**PARTS OF THE EXERCISE**
1. In the passage on AI training data, begin at the words "The dynamic nature" and stop after "specialized AI hardware.". Reproduce that stretch with "graphics processing units" switched to "GPUs".
2. In the passage on AI training data, list every operation or functionality that conventional key-value storage engines are said to provide or possibly support.

**SELECTED PASSAGE**
* start *

Artificial intelligence and machine learning systems have experienced rapid growth and adoption across numerous industries and applications. As these systems become more sophisticated and handle increasingly complex tasks, the volume and diversity of training data required to develop effective AI models has expanded substantially. Modern AI training workflows often involve processing massive datasets that may contain millions or billions of data points, presenting substantial challenges for data management and preprocessing operations.

Traditional data processing approaches for AI training typically involve multiple stages of data preparation, including sampling operations to select representative subsets of data and shuffle operations to randomize data ordering. These preprocessing steps help ensure that AI models receive appropriately distributed training data and avoid potential biases that could arise from systematic data ordering. However, conventional approaches often require data to be moved between different storage systems and processing components, creating potential bottlenecks in the training pipeline.

Key-value storage systems have emerged as popular solutions for managing large-scale datasets due to their simplicity and efficiency in storing and retrieving data. These systems organize information as collections of key-value pairs, where each piece of data is associated with a unique identifier. The straightforward structure of key-value storage enables rapid data access and manipulation operations, making it suitable for applications that require frequent data retrieval and updates.

Conventional key-value storage engines typically provide basic operations such as inserting, retrieving, and deleting key-value pairs. These systems may also support additional functionalities including data iteration, range queries, and transaction management. Data iteration in traditional key-value systems often involves using iterator objects that traverse datasets sequentially or according to specified criteria.

As AI training datasets continue to grow in size and complexity, the computational overhead associated with data preprocessing operations has become increasingly apparent. Traditional approaches may require significant data movement between storage systems and processing units, potentially creating performance bottlenecks that slow down the overall training process. Additionally, the separation between data storage and preprocessing operations may result in inefficient resource utilization and increased infrastructure costs.

The dynamic nature of AI workloads presents additional challenges for data processing systems. Different training scenarios may require varying sampling ratios, different randomization patterns, or concurrent access to the same dataset by multiple processing units. Traditional storage and preprocessing architectures may struggle to accommodate these diverse requirements while maintaining optimal performance characteristics.

Modern AI training environments often involve specialized processing hardware such as graphics processing units and dedicated AI accelerators. These systems may benefit from direct access to preprocessed data without requiring intermediate transfers through general-purpose computing components. However, conventional data processing pipelines may not provide the necessary interfaces or optimization for direct integration with specialized AI hardware.

Therefore, enhanced approaches for integrating data preprocessing operations with storage systems may provide advantages for AI training workflows by reducing data movement overhead, improving resource utilization, and enabling more efficient coordination between storage and processing components.

This summary is provided to introduce a selection of concepts in a simplified form that are further described below in the detailed description. This summary is not intended to identify key features or essential features of the claimed subject matter, nor is it intended to be used as an aid in determining the scope of the claimed subject matter.

* end *

**DATA ENTRIES**
* start *

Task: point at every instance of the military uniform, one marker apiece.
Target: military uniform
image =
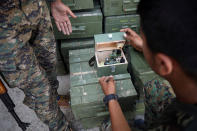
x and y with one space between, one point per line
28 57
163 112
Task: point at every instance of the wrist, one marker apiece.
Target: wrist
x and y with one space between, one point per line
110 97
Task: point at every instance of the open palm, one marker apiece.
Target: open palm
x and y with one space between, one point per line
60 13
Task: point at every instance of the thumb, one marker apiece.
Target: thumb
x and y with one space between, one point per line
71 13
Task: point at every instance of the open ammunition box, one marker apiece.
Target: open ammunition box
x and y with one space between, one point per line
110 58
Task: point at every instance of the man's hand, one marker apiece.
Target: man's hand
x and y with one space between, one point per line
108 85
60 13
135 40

* end *
* start *

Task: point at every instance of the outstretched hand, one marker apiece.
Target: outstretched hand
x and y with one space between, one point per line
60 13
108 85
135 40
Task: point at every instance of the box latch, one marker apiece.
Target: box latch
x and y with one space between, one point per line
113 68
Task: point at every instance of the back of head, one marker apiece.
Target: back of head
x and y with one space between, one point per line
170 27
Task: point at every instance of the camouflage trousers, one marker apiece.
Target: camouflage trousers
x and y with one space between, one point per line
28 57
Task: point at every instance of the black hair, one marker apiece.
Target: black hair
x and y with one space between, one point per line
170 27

* end *
* start *

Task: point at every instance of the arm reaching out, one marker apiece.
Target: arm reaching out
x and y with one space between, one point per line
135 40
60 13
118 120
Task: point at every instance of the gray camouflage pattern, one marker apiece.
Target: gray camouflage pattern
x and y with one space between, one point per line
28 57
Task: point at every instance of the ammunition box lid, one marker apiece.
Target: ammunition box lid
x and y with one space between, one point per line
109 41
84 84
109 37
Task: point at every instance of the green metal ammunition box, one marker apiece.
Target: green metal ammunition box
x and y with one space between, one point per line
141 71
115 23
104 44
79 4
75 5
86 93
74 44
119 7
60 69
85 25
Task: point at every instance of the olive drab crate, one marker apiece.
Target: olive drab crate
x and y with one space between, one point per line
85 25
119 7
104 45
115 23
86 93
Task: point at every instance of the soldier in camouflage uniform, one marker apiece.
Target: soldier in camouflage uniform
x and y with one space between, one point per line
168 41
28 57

* end *

**ANSWER SET**
1.
The dynamic nature of AI workloads presents additional challenges for data processing systems. Different training scenarios may require varying sampling ratios, different randomization patterns, or concurrent access to the same dataset by multiple processing units. Traditional storage and preprocessing architectures may struggle to accommodate these diverse requirements while maintaining optimal performance characteristics.

Modern AI training environments often involve specialized processing hardware such as GPUs and dedicated AI accelerators. These systems may benefit from direct access to preprocessed data without requiring intermediate transfers through general-purpose computing components. However, conventional data processing pipelines may not provide the necessary interfaces or optimization for direct integration with specialized AI hardware.

2.
- Inserting key-value pairs
- Retrieving key-value pairs
- Deleting key-value pairs
- Data iteration
- Range queries
- Transaction management